**Aufgabenteile:**
- 1) Wie viele Galaxien gibt es laut dem Text über die Milchstraße ungefähr im Universum?
- 2) Schreib bitte den Text über die Milchstraße im Anschluss an seinen letzten Satz weiter.

**Auswahl:**
------------------------------------------------
Lexikon der Astronomie: Milchstraße
Der klare Nachthimmel präsentiert uns Myriaden von Sternen. Beobachtet man die Verteilung der Sterne sehr genau, so fällt schon mit bloßem Auge auf, dass sich einige davon in einer Art Band zu häufen scheinen. Dieses Band umspannt den ganzen Globus. Es verläuft am Nordhimmel beispielsweise durch die Sternbilder Schlangenträger, Leier, Kepheus, Cassiopeia, Perseus, Fuhrmann und Zwillinge. Mit einem Feldstecher oder einem Fernrohr lässt sich das Band in viele Einzelsterne auflösen. Wir haben hier das Band der Milchstraße entdeckt.
Zuhause in der Milchstraße
Die Milchstraße ist eine gigantische Ansammlung von Sternen, und wir befinden uns mittendrin. Solche Sternsysteme heißen Galaxien. Die Milchstraße (engl. Milky Way) ist unsere Heimatgalaxie – es gibt aber noch viel mehr Galaxien im Universum: etwa einige hundert Milliarden!
------------------------------------------------
**Bereitgestellte Einträge:**
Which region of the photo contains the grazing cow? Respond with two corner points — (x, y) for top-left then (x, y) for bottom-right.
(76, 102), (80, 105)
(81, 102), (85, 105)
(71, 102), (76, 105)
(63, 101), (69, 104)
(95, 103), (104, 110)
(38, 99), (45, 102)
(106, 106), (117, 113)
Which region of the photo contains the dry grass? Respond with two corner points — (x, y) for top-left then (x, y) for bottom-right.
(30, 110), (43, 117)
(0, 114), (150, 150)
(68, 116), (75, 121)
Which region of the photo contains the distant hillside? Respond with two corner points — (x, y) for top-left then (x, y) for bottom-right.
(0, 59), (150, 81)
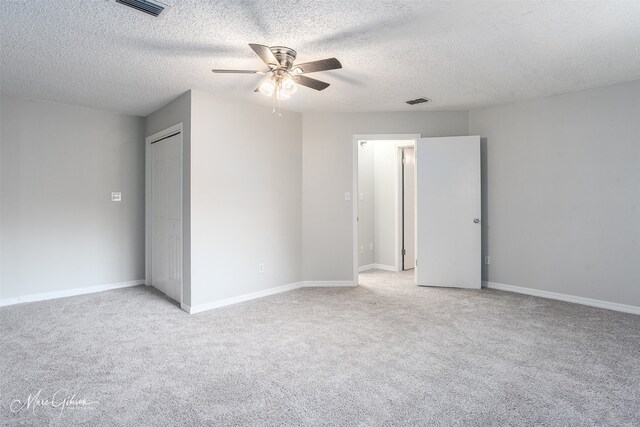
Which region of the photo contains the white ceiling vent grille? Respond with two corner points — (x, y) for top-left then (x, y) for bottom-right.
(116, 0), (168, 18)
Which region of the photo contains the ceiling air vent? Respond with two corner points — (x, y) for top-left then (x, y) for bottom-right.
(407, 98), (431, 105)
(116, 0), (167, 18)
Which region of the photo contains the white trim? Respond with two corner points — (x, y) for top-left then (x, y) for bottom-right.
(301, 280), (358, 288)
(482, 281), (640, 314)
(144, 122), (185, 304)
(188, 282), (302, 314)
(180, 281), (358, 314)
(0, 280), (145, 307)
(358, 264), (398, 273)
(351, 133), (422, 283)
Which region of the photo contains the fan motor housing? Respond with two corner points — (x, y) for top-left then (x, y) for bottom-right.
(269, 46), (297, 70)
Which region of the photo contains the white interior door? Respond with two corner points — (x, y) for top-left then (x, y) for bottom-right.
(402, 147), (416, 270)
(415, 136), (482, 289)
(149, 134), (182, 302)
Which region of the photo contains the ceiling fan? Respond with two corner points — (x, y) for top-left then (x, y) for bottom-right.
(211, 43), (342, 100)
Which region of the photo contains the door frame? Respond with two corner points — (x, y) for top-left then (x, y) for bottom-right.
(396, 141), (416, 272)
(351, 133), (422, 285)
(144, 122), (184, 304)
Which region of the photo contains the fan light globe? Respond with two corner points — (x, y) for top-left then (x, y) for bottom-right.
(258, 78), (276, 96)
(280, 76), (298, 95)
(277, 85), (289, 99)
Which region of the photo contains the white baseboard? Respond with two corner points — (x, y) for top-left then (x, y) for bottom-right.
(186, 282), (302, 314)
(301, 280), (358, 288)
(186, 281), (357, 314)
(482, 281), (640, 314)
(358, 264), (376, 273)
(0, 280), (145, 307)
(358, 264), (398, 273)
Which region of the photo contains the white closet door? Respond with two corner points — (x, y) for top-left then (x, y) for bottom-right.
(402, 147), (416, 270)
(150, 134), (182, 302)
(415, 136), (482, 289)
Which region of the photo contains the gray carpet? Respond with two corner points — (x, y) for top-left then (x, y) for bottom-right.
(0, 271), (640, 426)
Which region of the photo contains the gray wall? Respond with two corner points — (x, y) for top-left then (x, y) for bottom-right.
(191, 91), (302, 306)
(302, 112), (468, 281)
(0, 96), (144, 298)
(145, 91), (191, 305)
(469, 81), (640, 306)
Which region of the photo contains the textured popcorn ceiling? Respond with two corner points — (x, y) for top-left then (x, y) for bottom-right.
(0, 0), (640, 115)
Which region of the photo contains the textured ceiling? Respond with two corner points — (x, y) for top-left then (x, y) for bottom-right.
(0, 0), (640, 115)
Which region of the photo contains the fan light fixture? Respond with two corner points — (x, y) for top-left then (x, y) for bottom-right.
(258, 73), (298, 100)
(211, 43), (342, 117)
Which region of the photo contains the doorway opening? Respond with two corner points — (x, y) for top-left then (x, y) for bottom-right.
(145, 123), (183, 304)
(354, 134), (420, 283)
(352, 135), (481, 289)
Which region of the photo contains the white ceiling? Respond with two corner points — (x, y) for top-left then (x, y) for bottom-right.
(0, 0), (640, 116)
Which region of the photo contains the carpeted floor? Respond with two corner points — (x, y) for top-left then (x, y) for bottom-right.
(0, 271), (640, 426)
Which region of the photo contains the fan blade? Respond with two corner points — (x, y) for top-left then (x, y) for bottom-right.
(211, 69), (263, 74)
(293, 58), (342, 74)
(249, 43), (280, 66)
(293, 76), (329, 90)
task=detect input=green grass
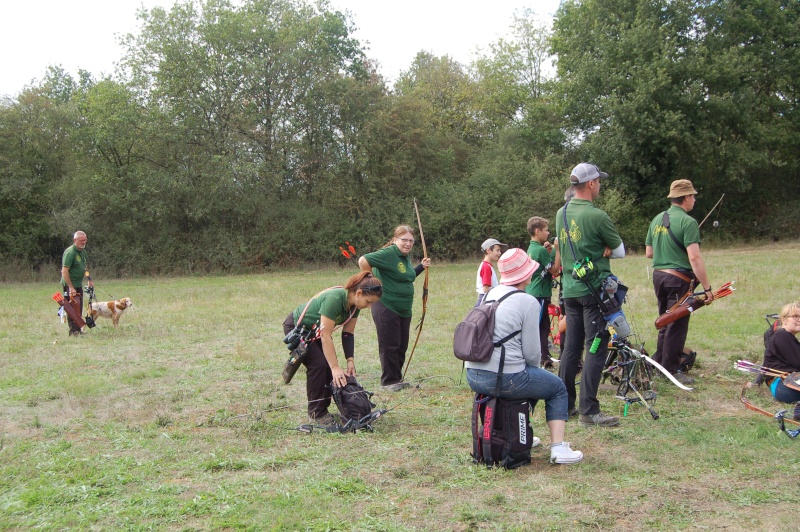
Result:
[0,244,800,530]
------------------------------------------------
**Endgültige Antworten:**
- 1) Etwa einige hundert Milliarden.

- 2)
Die Milchstraße besteht aus einigen hundert Milliarden Sternen, die sich zusammen mit leuchtendem Gas und kalten Staub in einer gigantischen, rotierenden Materiescheibe angesammelt haben. Diese Materiescheibe hat einen Durchmesser von gut 100000 Lichtjahren, eine Masse von etwa 40 Milliarden Sonnenmassen und heißt galaktische Scheibe. Im Abstand von etwa 26000 Lichtjahren vom Zentrum der Scheibe umkreisen wir Erdlinge mit der Sonne das Zentrum der Milchstraße. Die Scheibe erscheint am Himmel als das Milchstraßenband. Schon das Band verrät uns daher viel über die Struktur der Milchstraße. Außerdem zeigen genauere astronomische Messungen, dass die Scheibe eine innere, spiralförmige Struktur besitzt. Die Milchstraße ist eine Spiralgalaxie.
Nach innen verdickt sich die Scheibe zu einem nuklearen Sternhaufen. Diese Verdickung nennen die Astronomen Bulge (engl.: 'Verdickung, Wulst'; ausgesprochen wie 'balsch') oder Sphäroid. Wie eine riesige, kugelförmige Kuppel umspannt die Scheibe der galaktische Halo. In dieser Kugelschale tummeln sich tausende Kugelsternhaufen, die ihrerseits etwa 100000 sehr alte Sterne beherbergen (z.B. Weiße Zwerge, RR Lyrae-Sterne, siehe auch Population).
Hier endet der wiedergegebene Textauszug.